● TASK SET
1. In the article on post-operative respiratory depression, what share of serious hypoxemic episodes did nurses miss during routine vital sign checks every 4 hours?
2. From the article on post-operative respiratory depression, return word for word the passage starting at "The Agency for" and ending at "0.3% to 17%³.".

● EXTRACT
····················

Respiratory Depression on the Wards: Why Better Monitoring may be the Answer?

Ashish K. Khanna, MD

Assistant Professor of Anesthesiology Center for Critical Care Departments of General Anesthesiology and Outcomes Research Anesthesiology Institute Cleveland Clinic. 9500 Euclid Ave # G58 Cleveland, OH 44195, USA; Tel. 216-308-4948; Fax: 216-444-7360; E-mail: khannaa@ccf.org; ashish@OR.org

Although, deaths during anesthesia are rare, deaths in the post-operative period are not.¹ The third leading cause of death in the United States is mortality after surgery, during the ‘recovery and rehabilitation’ period.² The most common cause of 30-day post-operative mortality unsurprisingly, is cardiorespiratory complications.

The Agency for Healthcare Research and Quality (AHRQ) rated post-operative respiratory failureas the fourth most common patient safety event in its 2015 report. Unfortunately, there is no consensus on a true definition of respiratory depression. The incidence of respiratory depression, based on varied definitions and criteria ranges from as little as 0.3% to 17%³.

The ward (regular nursing floor) is usually a place of comfort for clinically stable patients. Continuous post-operative oxygen saturation in non-cardiac surgical patients was monitored for upto 48 hours after surgery. This monitoring started once the patient left the PACU or the ICU and reached the regular nursing floor. Importantly, bedside care providers were blinded to this oximetry. The nurses continued their routine checks on vital signs every 4 hours per protocol. Post-operative hypoxemia was common, serious, and prolonged. For example, 20% of patients demonstrated an average of 10 minutes of saturation <90% per hour over their entire hospitalization. And soberingly and rather shockingly, 90% of serious hypoxemic episodes (saturation <90% for ≥1 full hour) were completely missed by nurses conducting routine vital sign monitoring at 4-hour intervals.⁴

Patients continue to decompensate on the ward, resulting in emergency medical team activation and transfer to higher levels of care. Not only is post-operative hypoxemia common, unforeseen and persistent but unfortunately it remains difficult to predict. Surprisingly, a closer look at a vulnerable population, that with obstructive sleep apnea using the STOP-Bang scores (a validated measure of obstructive sleep apnea risk) showed that these scores were not associated with the amount of post-operative oxygen desaturation.⁵ Narcotics, are the stated culprit for a lot of emergent floor to ICU transfers. A recent closed claims analysis examined postoperative opioid induced respiratory depression.⁶ Sadly, atleast 77% of patients suffered death or severe brain damage. As our work has suggested previously, only 9% had abnormal STOPBANG scores. We examined the association of the type of narcotic (long- vs. short-acting) in patient controlled analgesia (PCA) systems and saw that the risk of hypoxemia was not reduced by using short-acting opioids.⁷ Using easily available information, it is not possible to reliably predict which post-operative inpatients will desaturate, or the severity of their hypoxemia.

····················

● SOURCE INFORMATION
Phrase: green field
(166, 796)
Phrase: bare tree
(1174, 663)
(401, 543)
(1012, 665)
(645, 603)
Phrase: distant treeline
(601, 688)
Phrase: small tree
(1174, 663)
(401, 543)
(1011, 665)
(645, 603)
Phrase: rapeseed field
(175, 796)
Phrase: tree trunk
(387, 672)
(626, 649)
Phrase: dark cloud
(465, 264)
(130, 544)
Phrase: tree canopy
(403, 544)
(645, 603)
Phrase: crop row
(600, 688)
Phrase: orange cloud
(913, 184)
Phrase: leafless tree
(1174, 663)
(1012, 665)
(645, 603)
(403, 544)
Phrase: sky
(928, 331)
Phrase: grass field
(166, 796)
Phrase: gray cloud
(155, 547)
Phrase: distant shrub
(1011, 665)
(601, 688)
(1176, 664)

····················

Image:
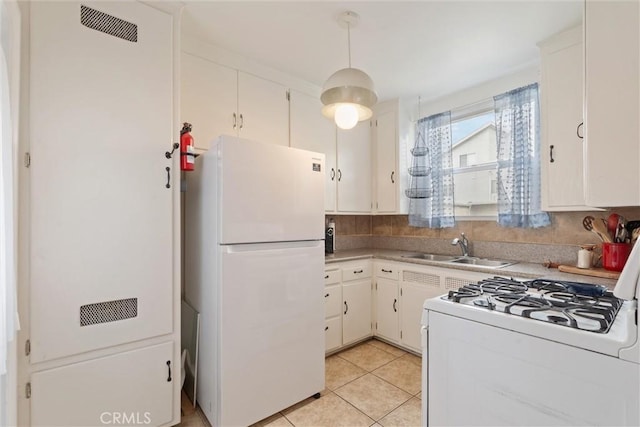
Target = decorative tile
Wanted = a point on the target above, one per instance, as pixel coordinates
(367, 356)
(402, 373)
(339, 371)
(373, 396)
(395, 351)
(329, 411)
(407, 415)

····················

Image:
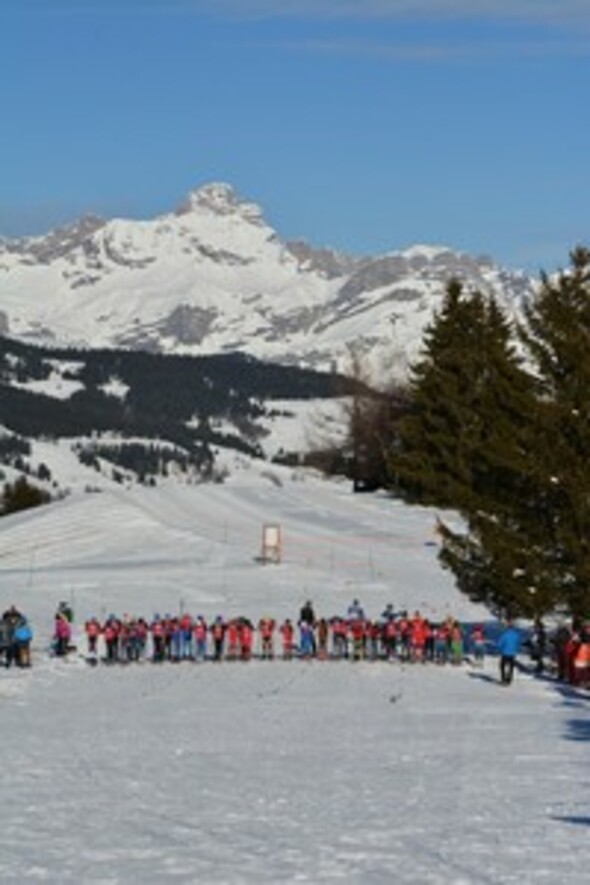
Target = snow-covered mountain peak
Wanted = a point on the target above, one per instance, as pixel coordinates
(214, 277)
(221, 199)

····················

● SOLUTIONS TO EACH TASK
1. 90% of serious hypoxemic episodes were missed.

2.
The Agency for Healthcare Research and Quality (AHRQ) rated post-operative respiratory failureas the fourth most common patient safety event in its 2015 report. Unfortunately, there is no consensus on a true definition of respiratory depression. The incidence of respiratory depression, based on varied definitions and criteria ranges from as little as 0.3% to 17%³.